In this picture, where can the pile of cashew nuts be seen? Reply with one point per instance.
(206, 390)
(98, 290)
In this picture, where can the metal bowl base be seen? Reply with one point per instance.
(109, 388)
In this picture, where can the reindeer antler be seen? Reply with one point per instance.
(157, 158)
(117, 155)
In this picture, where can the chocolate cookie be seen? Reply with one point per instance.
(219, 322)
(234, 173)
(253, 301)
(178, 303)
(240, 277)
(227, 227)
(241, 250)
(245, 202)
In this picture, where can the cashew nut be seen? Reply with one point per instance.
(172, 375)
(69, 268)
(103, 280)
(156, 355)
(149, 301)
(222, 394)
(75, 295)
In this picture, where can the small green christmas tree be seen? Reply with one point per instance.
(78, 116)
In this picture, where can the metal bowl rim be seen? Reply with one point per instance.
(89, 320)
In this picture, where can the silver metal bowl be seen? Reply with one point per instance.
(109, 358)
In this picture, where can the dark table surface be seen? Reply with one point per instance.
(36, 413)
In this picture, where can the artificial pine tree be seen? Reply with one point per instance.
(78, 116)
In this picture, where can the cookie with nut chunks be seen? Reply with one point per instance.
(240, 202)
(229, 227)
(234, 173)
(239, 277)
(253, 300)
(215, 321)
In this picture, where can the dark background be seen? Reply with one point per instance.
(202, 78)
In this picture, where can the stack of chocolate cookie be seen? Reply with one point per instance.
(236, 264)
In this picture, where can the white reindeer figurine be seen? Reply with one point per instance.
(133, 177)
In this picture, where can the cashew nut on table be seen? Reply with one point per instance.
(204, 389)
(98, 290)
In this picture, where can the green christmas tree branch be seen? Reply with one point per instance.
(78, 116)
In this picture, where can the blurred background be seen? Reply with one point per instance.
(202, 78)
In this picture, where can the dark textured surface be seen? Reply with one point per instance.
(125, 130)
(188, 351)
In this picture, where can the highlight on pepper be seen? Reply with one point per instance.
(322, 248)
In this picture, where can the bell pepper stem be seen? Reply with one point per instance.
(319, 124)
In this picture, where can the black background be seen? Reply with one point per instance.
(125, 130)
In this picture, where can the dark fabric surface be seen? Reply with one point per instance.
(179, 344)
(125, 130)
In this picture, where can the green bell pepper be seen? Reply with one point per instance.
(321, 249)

+++

Copy out the lines starting at the one containing "In this picture, where can the black" and ending with the last line of the entries. Include nothing else.

In this picture, where can the black background be seen? Reply with one point per instance.
(125, 130)
In this picture, where can the dark fabric surface be seen? Reply with one point per instance.
(179, 344)
(125, 130)
In this picture, where can the green bell pepper be seen? Reply with one point per instance.
(321, 249)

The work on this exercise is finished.